§ **The request**
Render the lines below as a Markdown table with the columns "Row" and "Line", numbering each row and leaving out blank lines.
Start Supplied entries
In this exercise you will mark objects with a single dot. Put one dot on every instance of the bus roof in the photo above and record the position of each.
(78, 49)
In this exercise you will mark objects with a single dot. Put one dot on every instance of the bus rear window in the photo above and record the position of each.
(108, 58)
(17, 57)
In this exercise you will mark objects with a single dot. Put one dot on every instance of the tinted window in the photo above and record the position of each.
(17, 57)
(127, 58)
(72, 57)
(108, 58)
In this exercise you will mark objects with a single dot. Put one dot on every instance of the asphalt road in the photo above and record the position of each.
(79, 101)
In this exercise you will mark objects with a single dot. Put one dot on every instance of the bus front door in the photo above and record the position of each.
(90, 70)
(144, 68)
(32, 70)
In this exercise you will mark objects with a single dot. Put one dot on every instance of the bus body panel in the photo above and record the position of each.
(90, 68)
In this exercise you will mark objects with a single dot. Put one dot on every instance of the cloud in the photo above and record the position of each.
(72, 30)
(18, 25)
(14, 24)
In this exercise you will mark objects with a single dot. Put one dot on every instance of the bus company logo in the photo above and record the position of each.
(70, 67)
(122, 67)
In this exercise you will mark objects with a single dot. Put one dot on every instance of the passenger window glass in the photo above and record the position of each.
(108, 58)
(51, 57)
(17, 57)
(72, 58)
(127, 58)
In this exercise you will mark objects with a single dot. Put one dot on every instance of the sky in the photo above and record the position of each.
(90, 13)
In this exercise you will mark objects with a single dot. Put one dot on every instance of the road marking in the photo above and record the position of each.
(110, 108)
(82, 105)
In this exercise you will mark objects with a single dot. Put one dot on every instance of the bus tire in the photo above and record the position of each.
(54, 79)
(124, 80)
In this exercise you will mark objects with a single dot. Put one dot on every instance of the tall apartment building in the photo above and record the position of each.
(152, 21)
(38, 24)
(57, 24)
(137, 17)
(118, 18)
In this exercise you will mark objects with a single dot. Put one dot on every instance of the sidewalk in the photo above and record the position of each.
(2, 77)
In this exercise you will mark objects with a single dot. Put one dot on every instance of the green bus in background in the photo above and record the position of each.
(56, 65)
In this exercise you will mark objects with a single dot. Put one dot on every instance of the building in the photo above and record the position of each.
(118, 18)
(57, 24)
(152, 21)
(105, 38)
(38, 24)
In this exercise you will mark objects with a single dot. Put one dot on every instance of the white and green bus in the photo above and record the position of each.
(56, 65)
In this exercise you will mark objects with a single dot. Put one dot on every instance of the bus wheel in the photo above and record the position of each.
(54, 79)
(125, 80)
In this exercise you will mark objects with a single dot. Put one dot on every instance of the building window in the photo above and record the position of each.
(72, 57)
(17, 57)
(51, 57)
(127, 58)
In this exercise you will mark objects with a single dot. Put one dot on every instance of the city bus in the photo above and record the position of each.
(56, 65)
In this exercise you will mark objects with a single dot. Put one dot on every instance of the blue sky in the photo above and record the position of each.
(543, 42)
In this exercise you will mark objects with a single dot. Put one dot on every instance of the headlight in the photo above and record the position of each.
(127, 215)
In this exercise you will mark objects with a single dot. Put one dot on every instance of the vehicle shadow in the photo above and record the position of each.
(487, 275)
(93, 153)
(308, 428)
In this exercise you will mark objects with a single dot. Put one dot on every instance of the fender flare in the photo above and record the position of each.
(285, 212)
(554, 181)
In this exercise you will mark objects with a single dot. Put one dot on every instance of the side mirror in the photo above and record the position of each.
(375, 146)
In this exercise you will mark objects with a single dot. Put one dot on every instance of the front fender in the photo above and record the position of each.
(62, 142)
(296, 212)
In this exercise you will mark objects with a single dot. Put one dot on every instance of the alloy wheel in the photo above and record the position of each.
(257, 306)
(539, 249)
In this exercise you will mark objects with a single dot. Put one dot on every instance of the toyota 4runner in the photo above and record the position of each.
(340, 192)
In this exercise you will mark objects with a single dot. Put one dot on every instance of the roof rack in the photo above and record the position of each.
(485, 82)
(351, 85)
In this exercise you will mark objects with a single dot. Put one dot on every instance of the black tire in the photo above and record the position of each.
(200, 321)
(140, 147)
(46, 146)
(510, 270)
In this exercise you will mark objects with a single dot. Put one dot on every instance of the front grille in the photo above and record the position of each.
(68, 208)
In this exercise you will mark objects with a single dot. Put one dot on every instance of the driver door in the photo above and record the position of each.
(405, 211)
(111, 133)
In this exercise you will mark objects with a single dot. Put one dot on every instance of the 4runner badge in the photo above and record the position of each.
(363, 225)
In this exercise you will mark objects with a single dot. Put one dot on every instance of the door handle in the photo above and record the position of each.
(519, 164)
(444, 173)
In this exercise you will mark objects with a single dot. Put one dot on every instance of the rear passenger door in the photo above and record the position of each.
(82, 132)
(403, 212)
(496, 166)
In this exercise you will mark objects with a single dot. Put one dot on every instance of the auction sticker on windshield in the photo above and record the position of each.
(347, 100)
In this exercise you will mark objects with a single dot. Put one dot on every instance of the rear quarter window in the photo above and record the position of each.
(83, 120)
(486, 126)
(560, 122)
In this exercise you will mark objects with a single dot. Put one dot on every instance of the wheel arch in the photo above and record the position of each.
End Supplied entries
§ **Result**
| Row | Line |
|---|---|
| 1 | In this exercise you will mark objects with a single dot. Put one dot on every instance of the bus roof in the photo above and record the position of each. |
| 2 | (78, 49) |
| 3 | In this exercise you will mark objects with a single dot. Put one dot on every instance of the bus rear window in the photo above and record the position of each. |
| 4 | (108, 58) |
| 5 | (17, 57) |
| 6 | In this exercise you will mark objects with a single dot. Put one dot on every instance of the tinted window in the photo above and record the position of each. |
| 7 | (17, 57) |
| 8 | (127, 58) |
| 9 | (72, 57) |
| 10 | (108, 58) |
| 11 | In this exercise you will mark objects with a single dot. Put one dot on every instance of the asphalt road in the photo above and record the position of each. |
| 12 | (79, 101) |
| 13 | In this exercise you will mark objects with a single dot. Put one dot on every instance of the bus front door in the photo above and record the position of each. |
| 14 | (90, 70) |
| 15 | (144, 68) |
| 16 | (32, 70) |
| 17 | In this exercise you will mark objects with a single dot. Put one dot on every instance of the bus body panel in the photo above and record the position of each. |
| 18 | (90, 68) |
| 19 | In this exercise you will mark objects with a single dot. Put one dot on every instance of the cloud in the photo above and record the position of each. |
| 20 | (72, 30) |
| 21 | (18, 25) |
| 22 | (14, 24) |
| 23 | In this exercise you will mark objects with a single dot. Put one dot on every instance of the bus company logo in the photo above and record the position of each. |
| 24 | (70, 67) |
| 25 | (122, 67) |
| 26 | In this exercise you will mark objects with a single dot. Put one dot on every instance of the passenger window glass in the photo above and record the position of each. |
| 27 | (108, 58) |
| 28 | (51, 57) |
| 29 | (17, 57) |
| 30 | (72, 58) |
| 31 | (127, 58) |
| 32 | In this exercise you will mark objects with a single dot. Put one dot on every instance of the sky in the photo above and record the position of each. |
| 33 | (90, 13) |
| 34 | In this exercise you will mark objects with a single dot. Put one dot on every instance of the road marking in the photo above and record the position of each. |
| 35 | (110, 108) |
| 36 | (82, 105) |
| 37 | In this exercise you will mark objects with a single dot. Put one dot on every instance of the bus tire in the photo above and record the position of each. |
| 38 | (54, 79) |
| 39 | (124, 80) |
| 40 | In this exercise you will mark objects with a single dot. Put one dot on every instance of the tall apartment building in the photo above and record the position of each. |
| 41 | (152, 21) |
| 42 | (38, 24) |
| 43 | (57, 24) |
| 44 | (137, 17) |
| 45 | (118, 18) |
| 46 | In this exercise you will mark objects with a single dot. Put one dot on every instance of the sidewalk in the photo above and record the position of each. |
| 47 | (2, 77) |
| 48 | In this exercise you will mark objects with a single dot. Put one dot on every instance of the green bus in background in the photo above and record the position of each. |
| 49 | (56, 65) |
| 50 | In this exercise you will mark objects with a single dot. Put one dot on every instance of the building in the photo above and record the position of each. |
| 51 | (118, 18) |
| 52 | (57, 24) |
| 53 | (152, 21) |
| 54 | (105, 38) |
| 55 | (38, 24) |
| 56 | In this exercise you will mark objects with a single dot. Put one dot on every instance of the white and green bus in the photo above and record the position of each. |
| 57 | (56, 65) |
| 58 | In this exercise you will mark objects with a single dot. Put one dot on every instance of the bus wheel in the photo above and record the position of each. |
| 59 | (54, 79) |
| 60 | (125, 80) |
| 61 | In this exercise you will mark objects with a single dot. Put one dot on every instance of the building window in the photo above and record the position of each. |
| 62 | (72, 57) |
| 63 | (17, 57) |
| 64 | (51, 57) |
| 65 | (127, 58) |
| 66 | In this exercise you will mark objects with a single dot. Put one dot on every instance of the city bus in the photo above and record the position of each. |
| 67 | (56, 65) |
| 68 | In this exercise you will mark objects with a single dot. Put one dot on every instance of the blue sky in the photo above and record the position of each. |
| 69 | (543, 42) |
| 70 | In this exercise you will mark objects with a single dot. Put one dot on every instance of the headlight in the photo above and record the position of each. |
| 71 | (127, 215) |
| 72 | In this exercise you will mark objects with a single dot. Put one dot on every instance of the vehicle shadow in the photo above and record the position of each. |
| 73 | (487, 275) |
| 74 | (93, 153) |
| 75 | (308, 428) |
| 76 | In this exercise you will mark objects with a single dot. Put one dot on every instance of the fender flare in the photo above and record the position of each. |
| 77 | (285, 212) |
| 78 | (554, 181) |
| 79 | In this exercise you will mark objects with a single dot. Put one dot on every instance of the side mirror in the photo above and record the position of each. |
| 80 | (375, 146) |
| 81 | In this exercise you will mark objects with a single dot. Put one dot on every instance of the front fender in the photo above and record the position of each. |
| 82 | (62, 142) |
| 83 | (296, 212) |
| 84 | In this exercise you will mark objects with a single dot. Put one dot on every instance of the alloy wheel in the photo above and record the position of each. |
| 85 | (257, 306) |
| 86 | (539, 249) |
| 87 | In this exercise you will mark objects with a single dot. Put one dot on every instance of the toyota 4runner in the photo above and record the position of each. |
| 88 | (340, 192) |
| 89 | In this exercise you will mark objects with a single dot. Put one dot on every instance of the roof rack in the photo above and record the position of each. |
| 90 | (485, 82) |
| 91 | (351, 85) |
| 92 | In this exercise you will mark objects with a single dot. Put one dot on every instance of the black tire in the photo above and record the position of each. |
| 93 | (200, 321) |
| 94 | (140, 147) |
| 95 | (46, 146) |
| 96 | (510, 270) |
| 97 | In this exercise you will mark objects with a single dot. Put one dot on every instance of the front grille in the photo above and record the position of each. |
| 98 | (68, 208) |
| 99 | In this exercise you will mark objects with a single dot. Put one dot on every instance of the driver door in the photo above and record the position of each. |
| 100 | (405, 211) |
| 101 | (111, 133) |
| 102 | In this exercise you will mark objects with a single dot. Put one dot on every instance of the 4runner badge in the photo above and record the position of each. |
| 103 | (363, 225) |
| 104 | In this exercise you will mark objects with a single dot. Put one dot on every instance of the door handle in the photo above and record the position of each. |
| 105 | (519, 164) |
| 106 | (444, 173) |
| 107 | In this exercise you will mark objects with a single dot. Put one dot on every instance of the rear passenger door in the photo above and record the position of each. |
| 108 | (82, 132) |
| 109 | (403, 212) |
| 110 | (496, 166) |
| 111 | In this exercise you will mark objects with a single dot. Put one dot on every instance of the auction sticker on windshield in the photo above and record the position of each. |
| 112 | (347, 100) |
| 113 | In this exercise you will mark objects with a single dot. Put one dot on every instance of the rear quarter window in the photo above and record the position of each. |
| 114 | (83, 120) |
| 115 | (486, 126) |
| 116 | (560, 122) |
| 117 | In this exercise you will mark objects with a single dot. Put one dot on every instance of the wheel arch in the photo above and record the position of each. |